• **GOAL**: Reproduce the part of the listing that opens with the line containing "Find the white" and runs through the end of the listing, renaming every "sample" as "specimen" and leaving all else unchanged.

• **THE DATA**:
◆ ◆ ◆ ◆ ◆ ◆ ◆

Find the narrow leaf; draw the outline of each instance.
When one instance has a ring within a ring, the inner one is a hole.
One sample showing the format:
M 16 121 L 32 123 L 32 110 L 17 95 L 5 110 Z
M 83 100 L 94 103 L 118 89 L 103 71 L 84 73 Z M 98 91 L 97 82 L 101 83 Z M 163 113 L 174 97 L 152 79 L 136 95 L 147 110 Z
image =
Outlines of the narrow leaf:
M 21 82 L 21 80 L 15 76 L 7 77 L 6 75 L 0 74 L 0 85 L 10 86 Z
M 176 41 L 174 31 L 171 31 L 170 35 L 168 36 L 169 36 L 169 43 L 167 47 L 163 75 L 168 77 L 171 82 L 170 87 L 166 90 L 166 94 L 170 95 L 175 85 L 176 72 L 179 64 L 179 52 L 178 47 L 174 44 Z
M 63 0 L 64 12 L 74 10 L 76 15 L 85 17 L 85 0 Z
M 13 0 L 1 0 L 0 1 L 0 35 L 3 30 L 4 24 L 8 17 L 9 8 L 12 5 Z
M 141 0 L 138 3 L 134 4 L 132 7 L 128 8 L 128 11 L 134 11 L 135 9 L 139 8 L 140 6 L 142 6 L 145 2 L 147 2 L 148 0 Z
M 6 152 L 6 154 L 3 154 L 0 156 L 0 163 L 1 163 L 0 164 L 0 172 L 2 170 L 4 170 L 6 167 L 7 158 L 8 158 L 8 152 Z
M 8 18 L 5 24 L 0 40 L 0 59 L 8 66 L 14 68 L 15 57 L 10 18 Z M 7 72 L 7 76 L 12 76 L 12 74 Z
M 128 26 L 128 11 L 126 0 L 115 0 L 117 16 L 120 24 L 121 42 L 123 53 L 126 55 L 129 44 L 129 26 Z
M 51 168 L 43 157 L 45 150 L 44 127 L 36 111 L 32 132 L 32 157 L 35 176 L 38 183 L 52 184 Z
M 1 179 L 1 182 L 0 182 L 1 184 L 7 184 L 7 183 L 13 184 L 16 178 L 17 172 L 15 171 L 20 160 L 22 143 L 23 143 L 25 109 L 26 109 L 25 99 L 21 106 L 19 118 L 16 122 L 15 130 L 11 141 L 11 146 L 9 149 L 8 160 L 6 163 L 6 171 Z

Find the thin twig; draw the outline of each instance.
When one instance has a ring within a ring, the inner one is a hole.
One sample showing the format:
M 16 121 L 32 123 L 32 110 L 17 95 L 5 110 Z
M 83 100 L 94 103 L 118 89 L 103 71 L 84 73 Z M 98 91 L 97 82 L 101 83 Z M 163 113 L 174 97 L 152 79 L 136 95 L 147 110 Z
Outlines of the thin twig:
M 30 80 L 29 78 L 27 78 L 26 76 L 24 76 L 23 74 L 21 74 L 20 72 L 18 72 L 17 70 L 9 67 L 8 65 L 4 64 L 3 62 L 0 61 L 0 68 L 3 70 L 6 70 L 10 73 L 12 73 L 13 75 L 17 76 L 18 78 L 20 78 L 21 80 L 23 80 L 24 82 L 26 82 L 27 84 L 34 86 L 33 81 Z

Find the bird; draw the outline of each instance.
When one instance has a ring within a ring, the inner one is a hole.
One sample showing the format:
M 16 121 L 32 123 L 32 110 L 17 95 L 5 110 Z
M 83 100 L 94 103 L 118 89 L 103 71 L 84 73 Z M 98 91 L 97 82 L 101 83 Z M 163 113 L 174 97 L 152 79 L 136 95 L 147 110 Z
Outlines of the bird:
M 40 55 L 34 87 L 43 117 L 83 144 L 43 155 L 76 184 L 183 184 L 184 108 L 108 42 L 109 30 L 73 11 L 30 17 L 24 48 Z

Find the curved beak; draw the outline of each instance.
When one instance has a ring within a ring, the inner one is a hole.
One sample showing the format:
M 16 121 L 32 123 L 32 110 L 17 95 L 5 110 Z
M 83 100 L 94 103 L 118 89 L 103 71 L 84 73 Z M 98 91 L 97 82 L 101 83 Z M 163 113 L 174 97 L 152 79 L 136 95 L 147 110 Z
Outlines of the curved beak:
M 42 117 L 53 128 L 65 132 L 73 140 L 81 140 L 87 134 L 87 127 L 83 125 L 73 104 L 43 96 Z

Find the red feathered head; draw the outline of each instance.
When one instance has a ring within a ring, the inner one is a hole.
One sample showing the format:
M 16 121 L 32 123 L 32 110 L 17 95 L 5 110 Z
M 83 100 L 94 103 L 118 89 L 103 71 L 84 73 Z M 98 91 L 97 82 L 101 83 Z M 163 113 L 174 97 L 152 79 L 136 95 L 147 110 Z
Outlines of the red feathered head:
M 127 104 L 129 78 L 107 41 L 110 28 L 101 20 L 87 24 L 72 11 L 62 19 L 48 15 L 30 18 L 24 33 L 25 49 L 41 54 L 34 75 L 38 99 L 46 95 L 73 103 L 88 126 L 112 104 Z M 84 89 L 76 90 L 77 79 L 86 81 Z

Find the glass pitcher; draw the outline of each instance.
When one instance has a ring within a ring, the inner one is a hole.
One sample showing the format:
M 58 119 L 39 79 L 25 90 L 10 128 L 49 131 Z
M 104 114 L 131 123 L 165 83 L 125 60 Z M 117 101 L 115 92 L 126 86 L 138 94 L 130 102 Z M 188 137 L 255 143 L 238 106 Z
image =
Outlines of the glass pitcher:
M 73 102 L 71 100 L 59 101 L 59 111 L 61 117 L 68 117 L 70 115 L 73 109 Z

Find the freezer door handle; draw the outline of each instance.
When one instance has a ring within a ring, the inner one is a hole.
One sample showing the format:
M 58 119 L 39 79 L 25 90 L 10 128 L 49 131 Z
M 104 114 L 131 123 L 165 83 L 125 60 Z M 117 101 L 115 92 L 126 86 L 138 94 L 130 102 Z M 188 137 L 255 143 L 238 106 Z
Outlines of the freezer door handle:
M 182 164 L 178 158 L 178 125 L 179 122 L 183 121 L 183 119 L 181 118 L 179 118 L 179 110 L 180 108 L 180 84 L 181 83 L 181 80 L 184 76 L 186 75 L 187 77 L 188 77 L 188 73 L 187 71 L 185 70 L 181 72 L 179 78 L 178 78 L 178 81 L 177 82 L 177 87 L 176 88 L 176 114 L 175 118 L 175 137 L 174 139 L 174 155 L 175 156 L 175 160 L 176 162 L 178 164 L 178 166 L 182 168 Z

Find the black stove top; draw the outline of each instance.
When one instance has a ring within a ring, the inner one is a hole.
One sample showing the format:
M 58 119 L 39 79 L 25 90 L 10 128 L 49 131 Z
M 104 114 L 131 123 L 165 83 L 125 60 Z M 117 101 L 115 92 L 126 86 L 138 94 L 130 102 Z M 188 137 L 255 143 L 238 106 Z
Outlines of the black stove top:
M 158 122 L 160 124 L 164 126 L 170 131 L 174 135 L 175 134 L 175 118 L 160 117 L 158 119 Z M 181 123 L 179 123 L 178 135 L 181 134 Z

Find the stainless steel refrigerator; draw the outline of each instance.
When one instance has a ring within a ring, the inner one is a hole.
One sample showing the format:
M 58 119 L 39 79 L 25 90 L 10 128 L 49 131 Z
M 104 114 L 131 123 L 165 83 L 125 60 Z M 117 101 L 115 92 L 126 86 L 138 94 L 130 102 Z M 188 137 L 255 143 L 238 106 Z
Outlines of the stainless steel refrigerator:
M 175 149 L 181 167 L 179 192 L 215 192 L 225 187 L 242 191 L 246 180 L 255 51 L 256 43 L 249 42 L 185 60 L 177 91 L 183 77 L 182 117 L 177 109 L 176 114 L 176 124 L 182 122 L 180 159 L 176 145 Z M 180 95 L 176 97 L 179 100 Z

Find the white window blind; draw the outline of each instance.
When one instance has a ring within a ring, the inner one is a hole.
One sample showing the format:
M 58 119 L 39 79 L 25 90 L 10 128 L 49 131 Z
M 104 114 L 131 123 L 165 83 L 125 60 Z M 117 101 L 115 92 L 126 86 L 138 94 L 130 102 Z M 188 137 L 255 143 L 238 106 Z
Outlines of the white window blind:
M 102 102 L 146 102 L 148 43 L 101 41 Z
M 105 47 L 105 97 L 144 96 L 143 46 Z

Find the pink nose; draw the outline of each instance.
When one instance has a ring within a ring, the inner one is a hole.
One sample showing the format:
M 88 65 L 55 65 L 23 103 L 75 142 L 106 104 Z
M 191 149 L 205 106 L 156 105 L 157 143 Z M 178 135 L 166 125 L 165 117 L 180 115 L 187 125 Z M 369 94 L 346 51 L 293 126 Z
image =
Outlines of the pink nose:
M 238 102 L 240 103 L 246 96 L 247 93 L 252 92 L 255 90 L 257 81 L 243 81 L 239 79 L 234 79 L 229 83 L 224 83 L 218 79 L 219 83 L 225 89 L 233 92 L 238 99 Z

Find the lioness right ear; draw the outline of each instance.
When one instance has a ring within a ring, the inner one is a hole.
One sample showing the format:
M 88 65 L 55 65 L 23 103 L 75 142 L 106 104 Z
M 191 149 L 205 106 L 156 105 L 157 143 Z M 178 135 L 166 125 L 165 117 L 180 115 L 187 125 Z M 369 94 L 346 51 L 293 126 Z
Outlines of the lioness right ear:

◆ ◆ ◆ ◆ ◆ ◆ ◆

• **FULL RESPONSE**:
Find the white window blind; draw the outline of each instance.
When one instance has a ring within a ring, the inner one is a hole.
One specimen showing the format:
M 58 119 L 39 79 L 25 90 L 10 128 L 49 131 Z
M 104 114 L 131 123 L 165 83 L 125 60 Z M 117 101 L 115 92 L 126 86 L 138 94 L 130 102 Z M 188 137 L 255 143 L 238 106 Z
Outlines of the white window blind:
M 102 102 L 146 102 L 148 43 L 101 41 Z
M 105 47 L 105 97 L 144 96 L 143 46 Z

Find the pink nose; draw the outline of each instance.
When one instance has a ring within a ring, the inner one is a hole.
One specimen showing the format:
M 88 65 L 55 65 L 23 103 L 75 142 L 106 104 Z
M 191 149 L 205 106 L 156 105 L 157 143 Z M 178 135 L 166 125 L 165 117 L 180 115 L 187 125 Z M 369 94 L 346 51 L 293 126 Z
image =
Outlines of the pink nose:
M 238 102 L 240 103 L 246 96 L 247 93 L 252 92 L 255 90 L 257 81 L 243 81 L 239 79 L 234 79 L 229 83 L 224 83 L 218 79 L 219 83 L 225 89 L 233 92 L 238 99 Z

Find the lioness right ear; draw the outline of each instance.
When one instance has a ring within a ring, the inner one is a hole.
One specimen showing the format:
M 88 65 L 55 65 L 23 103 L 75 142 L 106 104 Z
M 191 149 L 205 106 L 156 105 L 157 143 Z M 178 135 L 166 125 L 165 117 L 180 115 L 187 125 Z M 369 94 L 346 51 L 293 126 Z
Outlines of the lioness right ear:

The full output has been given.